DIRECTION
Collect every line in the listing below that contains the word "turquoise". Match case exactly.

[start]

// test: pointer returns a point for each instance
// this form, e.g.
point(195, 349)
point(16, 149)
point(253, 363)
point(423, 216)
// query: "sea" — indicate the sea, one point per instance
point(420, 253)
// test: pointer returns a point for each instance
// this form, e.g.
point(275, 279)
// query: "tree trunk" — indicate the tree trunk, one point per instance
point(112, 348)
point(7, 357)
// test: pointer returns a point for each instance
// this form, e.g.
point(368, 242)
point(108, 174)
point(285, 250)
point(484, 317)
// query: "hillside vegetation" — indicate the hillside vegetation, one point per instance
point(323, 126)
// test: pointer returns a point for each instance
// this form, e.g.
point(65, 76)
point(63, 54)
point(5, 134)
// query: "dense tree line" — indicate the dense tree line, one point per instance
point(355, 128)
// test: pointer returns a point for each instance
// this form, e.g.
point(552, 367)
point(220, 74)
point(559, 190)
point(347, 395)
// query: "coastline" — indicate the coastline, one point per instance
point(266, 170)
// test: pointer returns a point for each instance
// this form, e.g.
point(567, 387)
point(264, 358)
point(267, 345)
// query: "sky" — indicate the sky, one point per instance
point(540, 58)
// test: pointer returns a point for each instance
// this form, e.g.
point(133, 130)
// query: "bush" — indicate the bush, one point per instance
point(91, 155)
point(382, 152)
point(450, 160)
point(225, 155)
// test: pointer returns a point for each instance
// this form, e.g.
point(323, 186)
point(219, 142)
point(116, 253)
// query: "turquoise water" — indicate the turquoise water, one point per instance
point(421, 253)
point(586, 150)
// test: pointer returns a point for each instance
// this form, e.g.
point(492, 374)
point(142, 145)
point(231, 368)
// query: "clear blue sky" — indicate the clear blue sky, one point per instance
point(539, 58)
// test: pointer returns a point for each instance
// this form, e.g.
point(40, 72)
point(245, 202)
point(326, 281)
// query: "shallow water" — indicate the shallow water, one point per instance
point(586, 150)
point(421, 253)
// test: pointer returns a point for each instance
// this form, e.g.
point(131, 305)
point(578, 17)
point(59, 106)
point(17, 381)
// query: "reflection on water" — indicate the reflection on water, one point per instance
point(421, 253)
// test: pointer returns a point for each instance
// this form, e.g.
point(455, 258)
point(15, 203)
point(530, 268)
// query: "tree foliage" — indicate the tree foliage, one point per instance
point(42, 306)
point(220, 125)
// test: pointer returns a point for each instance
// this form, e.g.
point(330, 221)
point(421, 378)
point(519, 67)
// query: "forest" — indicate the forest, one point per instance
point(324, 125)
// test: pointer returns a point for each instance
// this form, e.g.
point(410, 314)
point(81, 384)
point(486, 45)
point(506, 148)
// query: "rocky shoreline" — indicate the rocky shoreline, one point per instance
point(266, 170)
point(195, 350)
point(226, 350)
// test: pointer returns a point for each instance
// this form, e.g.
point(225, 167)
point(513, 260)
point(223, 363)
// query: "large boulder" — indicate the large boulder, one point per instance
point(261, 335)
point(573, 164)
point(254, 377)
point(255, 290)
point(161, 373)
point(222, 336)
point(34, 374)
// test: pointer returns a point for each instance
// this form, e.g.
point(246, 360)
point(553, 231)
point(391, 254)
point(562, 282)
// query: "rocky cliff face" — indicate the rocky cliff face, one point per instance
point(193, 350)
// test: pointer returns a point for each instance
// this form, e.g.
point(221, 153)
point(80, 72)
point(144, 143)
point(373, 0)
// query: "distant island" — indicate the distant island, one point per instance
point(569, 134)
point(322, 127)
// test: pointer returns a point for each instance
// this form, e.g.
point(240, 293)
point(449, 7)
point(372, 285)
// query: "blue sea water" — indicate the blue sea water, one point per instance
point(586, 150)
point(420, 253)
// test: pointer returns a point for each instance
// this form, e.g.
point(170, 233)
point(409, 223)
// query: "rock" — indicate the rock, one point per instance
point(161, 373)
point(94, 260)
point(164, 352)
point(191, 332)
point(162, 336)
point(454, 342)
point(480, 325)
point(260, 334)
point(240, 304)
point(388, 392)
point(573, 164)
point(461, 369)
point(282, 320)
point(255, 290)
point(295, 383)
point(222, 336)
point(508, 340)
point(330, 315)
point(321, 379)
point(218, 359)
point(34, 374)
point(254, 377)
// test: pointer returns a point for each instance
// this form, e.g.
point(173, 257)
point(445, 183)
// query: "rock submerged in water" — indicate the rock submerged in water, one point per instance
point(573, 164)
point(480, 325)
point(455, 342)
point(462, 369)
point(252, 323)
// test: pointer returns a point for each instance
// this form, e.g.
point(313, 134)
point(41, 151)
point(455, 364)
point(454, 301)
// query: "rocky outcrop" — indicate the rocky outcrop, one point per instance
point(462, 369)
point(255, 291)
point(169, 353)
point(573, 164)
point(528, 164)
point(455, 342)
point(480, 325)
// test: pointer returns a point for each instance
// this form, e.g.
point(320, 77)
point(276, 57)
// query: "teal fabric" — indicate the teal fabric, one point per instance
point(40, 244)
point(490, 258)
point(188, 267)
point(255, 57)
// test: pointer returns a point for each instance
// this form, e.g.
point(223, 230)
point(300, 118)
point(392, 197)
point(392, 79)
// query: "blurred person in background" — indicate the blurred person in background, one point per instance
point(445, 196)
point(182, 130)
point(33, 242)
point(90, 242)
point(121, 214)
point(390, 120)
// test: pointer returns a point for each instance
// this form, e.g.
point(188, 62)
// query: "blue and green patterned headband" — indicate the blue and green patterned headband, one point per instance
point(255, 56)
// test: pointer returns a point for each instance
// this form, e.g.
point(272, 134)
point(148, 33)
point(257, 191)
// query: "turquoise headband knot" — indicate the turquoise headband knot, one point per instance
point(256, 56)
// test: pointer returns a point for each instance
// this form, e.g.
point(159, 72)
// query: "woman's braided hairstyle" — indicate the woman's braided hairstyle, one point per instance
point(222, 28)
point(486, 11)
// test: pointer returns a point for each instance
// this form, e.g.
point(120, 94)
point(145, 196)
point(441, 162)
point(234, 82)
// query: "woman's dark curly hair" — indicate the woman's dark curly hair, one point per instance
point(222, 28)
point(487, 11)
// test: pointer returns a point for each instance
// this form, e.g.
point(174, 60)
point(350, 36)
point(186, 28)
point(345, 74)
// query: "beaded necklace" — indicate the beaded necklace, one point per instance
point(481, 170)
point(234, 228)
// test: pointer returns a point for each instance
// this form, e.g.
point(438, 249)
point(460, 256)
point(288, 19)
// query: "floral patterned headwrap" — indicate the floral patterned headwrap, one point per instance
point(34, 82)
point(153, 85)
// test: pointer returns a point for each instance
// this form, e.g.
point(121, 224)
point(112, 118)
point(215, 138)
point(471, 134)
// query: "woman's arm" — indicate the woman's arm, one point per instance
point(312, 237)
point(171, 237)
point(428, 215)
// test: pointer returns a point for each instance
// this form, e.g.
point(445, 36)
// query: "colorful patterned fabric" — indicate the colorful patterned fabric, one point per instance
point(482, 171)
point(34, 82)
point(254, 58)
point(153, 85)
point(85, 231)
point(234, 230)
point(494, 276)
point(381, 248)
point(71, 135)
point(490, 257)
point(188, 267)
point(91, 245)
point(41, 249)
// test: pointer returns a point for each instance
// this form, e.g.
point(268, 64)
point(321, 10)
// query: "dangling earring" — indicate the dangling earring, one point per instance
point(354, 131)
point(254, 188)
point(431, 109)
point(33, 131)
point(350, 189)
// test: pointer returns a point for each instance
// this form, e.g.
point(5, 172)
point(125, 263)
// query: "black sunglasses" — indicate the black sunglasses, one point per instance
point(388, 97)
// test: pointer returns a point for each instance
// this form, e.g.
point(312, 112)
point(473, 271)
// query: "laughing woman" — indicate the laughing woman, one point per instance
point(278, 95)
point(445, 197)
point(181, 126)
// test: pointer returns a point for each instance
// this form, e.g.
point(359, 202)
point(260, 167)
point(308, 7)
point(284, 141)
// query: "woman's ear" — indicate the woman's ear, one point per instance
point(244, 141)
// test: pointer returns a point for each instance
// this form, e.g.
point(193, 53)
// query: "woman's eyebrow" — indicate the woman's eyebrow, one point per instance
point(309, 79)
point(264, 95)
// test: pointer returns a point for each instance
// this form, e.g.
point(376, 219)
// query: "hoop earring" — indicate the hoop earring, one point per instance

[end]

SOLUTION TO THIS EXERCISE
// query: "turquoise water" — indicate the turquoise water, one point per instance
// query: "turquoise headband knot" — indicate the turquoise headband knot, one point per instance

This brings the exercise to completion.